Mount duplicacy snapshot as a virtual filesystem

OK, this one did not quite work. Even when not using -disk-cache option, it is still looking for sqinn, and segfaults otherwise:

Failed to init: exec: “sqinn”: executable file not found in $PATH
runtime error: invalid memory address or nil pointer dereference
goroutine 1 [running]:
runtime/debug.Stack(0x0, 0x0, 0x0)
/home/david/go/src/runtime/debug/stack.go:24 +0xa5
runtime/debug.PrintStack()
/home/david/go/src/runtime/debug/stack.go:16 +0x25
github.com/gilbertchen/duplicacy/src.CatchLogException()
/home/david/work/duplicacy/src/duplicacy_log.go:233 +0x225
panic(0x1619ae0, 0x1f693f0)
/home/david/go/src/runtime/panic.go:971 +0x4c7
github.com/cvilsmeier/sqinn-go/sqinn.(*Sqinn).Terminate(0x0, 0x0, 0x0)

..........

**BRIEF 1**
Output the duplicacy snapshot post verbatim from "Mount duplicacy snapshot" to "panic(0x1619ae0, 0x1f693f0)", including both.
**BRIEF 2**
In the duplicacy snapshot post, which executable does the error message report as not found in $PATH?

**DATA RECORDS**
..........

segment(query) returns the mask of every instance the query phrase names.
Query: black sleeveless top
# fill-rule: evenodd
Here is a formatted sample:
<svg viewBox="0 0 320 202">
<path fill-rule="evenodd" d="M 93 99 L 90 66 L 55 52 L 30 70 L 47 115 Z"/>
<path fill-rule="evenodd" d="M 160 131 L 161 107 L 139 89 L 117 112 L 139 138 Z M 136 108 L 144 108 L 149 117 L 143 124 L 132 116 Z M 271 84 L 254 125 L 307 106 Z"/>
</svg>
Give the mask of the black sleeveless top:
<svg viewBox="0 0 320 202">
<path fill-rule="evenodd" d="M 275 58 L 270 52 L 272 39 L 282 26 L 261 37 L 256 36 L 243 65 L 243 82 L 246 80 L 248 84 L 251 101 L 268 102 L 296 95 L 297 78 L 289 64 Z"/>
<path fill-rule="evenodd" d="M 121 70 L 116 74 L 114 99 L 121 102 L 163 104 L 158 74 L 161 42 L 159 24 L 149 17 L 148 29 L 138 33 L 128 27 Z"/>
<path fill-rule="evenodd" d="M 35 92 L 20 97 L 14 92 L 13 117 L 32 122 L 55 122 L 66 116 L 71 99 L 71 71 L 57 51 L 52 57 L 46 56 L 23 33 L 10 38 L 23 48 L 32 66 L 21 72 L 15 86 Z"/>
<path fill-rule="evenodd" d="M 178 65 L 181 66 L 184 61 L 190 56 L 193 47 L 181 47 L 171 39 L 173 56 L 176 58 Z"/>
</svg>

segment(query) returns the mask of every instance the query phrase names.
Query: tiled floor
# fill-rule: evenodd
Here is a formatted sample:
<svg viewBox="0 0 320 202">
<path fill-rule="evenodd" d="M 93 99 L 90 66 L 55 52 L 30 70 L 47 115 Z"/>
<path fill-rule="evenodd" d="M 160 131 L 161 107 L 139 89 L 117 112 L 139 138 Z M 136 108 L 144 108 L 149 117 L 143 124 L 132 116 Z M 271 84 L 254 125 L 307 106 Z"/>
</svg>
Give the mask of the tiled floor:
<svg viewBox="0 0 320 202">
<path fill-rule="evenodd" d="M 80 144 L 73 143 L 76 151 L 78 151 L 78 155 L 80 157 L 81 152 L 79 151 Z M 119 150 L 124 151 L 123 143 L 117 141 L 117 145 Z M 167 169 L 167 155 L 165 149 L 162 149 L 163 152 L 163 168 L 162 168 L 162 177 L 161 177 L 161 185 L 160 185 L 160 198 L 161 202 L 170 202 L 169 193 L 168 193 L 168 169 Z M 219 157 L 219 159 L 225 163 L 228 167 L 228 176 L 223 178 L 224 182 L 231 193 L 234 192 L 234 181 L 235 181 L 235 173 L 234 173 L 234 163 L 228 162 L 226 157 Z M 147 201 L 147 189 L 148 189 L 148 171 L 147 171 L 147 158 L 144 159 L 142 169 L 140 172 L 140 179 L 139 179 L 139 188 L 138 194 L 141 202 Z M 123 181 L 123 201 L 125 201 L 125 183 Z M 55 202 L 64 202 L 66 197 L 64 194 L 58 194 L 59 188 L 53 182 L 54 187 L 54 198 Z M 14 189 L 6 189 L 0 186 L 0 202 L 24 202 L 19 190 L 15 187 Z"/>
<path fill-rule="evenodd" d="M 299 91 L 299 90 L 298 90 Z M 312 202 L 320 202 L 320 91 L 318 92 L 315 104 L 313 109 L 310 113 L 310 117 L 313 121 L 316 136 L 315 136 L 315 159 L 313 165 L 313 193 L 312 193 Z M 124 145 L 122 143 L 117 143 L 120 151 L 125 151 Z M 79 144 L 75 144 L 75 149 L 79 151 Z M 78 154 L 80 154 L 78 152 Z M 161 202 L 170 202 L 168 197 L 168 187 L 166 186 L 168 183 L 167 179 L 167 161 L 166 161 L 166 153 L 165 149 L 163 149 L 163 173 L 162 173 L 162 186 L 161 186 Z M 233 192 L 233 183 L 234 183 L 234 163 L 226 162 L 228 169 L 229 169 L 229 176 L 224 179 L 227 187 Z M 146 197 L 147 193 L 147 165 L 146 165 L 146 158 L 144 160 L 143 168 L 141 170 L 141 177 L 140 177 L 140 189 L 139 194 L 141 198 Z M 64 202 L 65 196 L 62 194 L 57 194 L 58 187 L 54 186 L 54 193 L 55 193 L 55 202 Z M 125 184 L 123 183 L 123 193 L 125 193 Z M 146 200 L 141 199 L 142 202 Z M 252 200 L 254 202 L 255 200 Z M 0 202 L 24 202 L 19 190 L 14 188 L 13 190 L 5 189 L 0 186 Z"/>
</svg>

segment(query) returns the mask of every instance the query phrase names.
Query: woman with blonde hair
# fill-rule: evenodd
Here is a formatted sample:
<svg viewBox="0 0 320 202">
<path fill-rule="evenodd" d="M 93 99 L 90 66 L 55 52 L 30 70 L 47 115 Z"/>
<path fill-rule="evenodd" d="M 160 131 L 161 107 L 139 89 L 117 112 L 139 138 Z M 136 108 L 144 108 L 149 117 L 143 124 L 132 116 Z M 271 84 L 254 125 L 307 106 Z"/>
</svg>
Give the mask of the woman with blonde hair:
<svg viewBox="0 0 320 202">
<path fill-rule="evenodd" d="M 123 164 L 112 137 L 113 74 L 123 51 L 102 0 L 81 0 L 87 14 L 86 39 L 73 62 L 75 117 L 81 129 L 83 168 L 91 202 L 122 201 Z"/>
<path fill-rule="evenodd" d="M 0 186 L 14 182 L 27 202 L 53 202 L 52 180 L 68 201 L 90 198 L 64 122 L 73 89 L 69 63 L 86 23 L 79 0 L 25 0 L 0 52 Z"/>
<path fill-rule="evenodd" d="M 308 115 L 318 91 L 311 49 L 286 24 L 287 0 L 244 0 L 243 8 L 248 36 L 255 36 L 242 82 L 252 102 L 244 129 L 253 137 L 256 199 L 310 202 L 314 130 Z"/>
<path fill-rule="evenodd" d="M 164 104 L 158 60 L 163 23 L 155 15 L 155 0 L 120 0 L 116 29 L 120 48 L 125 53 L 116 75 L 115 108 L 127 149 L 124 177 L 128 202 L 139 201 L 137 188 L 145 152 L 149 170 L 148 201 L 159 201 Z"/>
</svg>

..........

**CORRECT RESPONSE 1**
Mount duplicacy snapshot as a virtual filesystem

OK, this one did not quite work. Even when not using -disk-cache option, it is still looking for sqinn, and segfaults otherwise:

Failed to init: exec: “sqinn”: executable file not found in $PATH
runtime error: invalid memory address or nil pointer dereference
goroutine 1 [running]:
runtime/debug.Stack(0x0, 0x0, 0x0)
/home/david/go/src/runtime/debug/stack.go:24 +0xa5
runtime/debug.PrintStack()
/home/david/go/src/runtime/debug/stack.go:16 +0x25
github.com/gilbertchen/duplicacy/src.CatchLogException()
/home/david/work/duplicacy/src/duplicacy_log.go:233 +0x225
panic(0x1619ae0, 0x1f693f0)

**CORRECT RESPONSE 2**
sqinn